(Dataset excerpt)
━━━
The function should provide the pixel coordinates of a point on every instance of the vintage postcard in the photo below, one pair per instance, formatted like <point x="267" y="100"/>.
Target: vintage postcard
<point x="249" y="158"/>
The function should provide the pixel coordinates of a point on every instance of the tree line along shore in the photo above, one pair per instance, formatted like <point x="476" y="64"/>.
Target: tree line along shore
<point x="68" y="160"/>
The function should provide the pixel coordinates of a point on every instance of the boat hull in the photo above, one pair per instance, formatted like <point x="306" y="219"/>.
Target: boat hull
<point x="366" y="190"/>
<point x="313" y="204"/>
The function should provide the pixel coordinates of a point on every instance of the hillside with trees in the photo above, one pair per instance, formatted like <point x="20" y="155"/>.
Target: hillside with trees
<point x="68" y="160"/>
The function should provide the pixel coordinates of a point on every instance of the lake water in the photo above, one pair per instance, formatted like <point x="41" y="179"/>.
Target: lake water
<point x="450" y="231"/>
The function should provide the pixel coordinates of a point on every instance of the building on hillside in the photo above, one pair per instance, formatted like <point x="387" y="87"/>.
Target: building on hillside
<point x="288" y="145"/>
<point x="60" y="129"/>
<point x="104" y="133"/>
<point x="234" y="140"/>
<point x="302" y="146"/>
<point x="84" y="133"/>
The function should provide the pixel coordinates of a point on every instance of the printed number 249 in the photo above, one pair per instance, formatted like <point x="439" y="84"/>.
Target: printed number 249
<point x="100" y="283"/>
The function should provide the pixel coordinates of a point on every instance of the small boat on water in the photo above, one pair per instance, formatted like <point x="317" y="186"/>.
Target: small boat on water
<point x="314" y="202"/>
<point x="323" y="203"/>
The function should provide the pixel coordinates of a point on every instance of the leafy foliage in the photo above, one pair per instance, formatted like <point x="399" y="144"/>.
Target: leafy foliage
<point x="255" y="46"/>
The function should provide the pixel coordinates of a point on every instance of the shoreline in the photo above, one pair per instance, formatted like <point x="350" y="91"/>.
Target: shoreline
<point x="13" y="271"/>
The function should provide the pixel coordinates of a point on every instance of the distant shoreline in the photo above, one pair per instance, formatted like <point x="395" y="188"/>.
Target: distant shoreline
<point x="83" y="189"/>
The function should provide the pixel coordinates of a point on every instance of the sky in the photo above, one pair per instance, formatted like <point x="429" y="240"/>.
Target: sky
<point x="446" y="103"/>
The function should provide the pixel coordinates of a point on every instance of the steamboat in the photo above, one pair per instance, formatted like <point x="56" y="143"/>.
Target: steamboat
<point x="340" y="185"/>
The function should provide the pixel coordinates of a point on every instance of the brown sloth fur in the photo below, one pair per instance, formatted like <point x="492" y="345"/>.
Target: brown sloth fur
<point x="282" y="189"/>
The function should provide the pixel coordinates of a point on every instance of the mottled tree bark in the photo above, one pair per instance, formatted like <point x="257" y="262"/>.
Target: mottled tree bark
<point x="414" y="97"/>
━━━
Copy all data exactly, start to finish.

The function should provide the pixel coordinates of a point on every instance of the vintage postcard in the photo below, one pair per instance, formatted like <point x="267" y="100"/>.
Target: vintage postcard
<point x="249" y="158"/>
The function should provide the pixel coordinates of a point on every instance of the tree line along shore in the photo above, one pair per instance, formatted like <point x="476" y="64"/>.
Target: tree line along shore
<point x="68" y="160"/>
The function should provide the pixel coordinates of a point on every instance of the boat hull in the photo above, one pair per instance, formatted like <point x="306" y="219"/>.
Target: boat hull
<point x="366" y="190"/>
<point x="313" y="204"/>
The function should provide the pixel coordinates of a point on every instance of the hillside with trees in the photo above, one pair per instance, formatted like <point x="20" y="155"/>.
Target: hillside with trees
<point x="68" y="160"/>
The function should provide the pixel coordinates of a point on every instance of the lake water in the photo above, one pair per instance, formatted like <point x="41" y="179"/>.
Target: lake water
<point x="450" y="231"/>
The function should provide the pixel coordinates of a point on every instance of the building on hillside in the photo above, one pair per instance, formatted like <point x="387" y="87"/>.
Target: building on hillside
<point x="288" y="145"/>
<point x="60" y="129"/>
<point x="104" y="133"/>
<point x="234" y="140"/>
<point x="302" y="146"/>
<point x="84" y="133"/>
The function should provide the pixel coordinates of a point on every instance of the printed number 249 in the photo above, one pair per instance, formatted like <point x="439" y="84"/>.
Target: printed number 249
<point x="100" y="283"/>
The function should provide the pixel coordinates of a point on every instance of the small boat on water in the photo above, one pair per instance, formatted like <point x="317" y="186"/>.
Target: small boat on water
<point x="314" y="202"/>
<point x="323" y="203"/>
The function should provide the pixel coordinates of a point on every instance of the leafy foliage in the photo above, one pair per instance, formatted like <point x="399" y="144"/>.
Target: leafy foliage
<point x="255" y="46"/>
The function should provide the pixel coordinates of a point on every instance of the shoreline in the photo above, one pair per instance, formatted like <point x="350" y="91"/>.
Target: shoreline
<point x="13" y="271"/>
The function should provide the pixel coordinates of a point on every instance of the distant shoreline in the photo above, one pair per instance, formatted like <point x="395" y="188"/>.
Target: distant shoreline
<point x="83" y="189"/>
The function should provide the pixel coordinates of a point on every instance of the sky in the photo above, one pair per instance, formatted like <point x="429" y="240"/>.
Target: sky
<point x="446" y="103"/>
The function should provide the pixel coordinates of a point on every instance of the steamboat in the photo above, one pair per instance, formatted like <point x="56" y="143"/>.
Target: steamboat
<point x="340" y="185"/>
The function should provide the pixel coordinates of a point on every instance of the brown sloth fur in the photo below, one pair per instance, formatted like <point x="492" y="345"/>.
Target: brown sloth fur
<point x="282" y="189"/>
The function should provide the pixel coordinates of a point on every instance of the mottled tree bark in the photo above, one pair per instance, formatted like <point x="257" y="262"/>.
Target: mottled tree bark
<point x="414" y="97"/>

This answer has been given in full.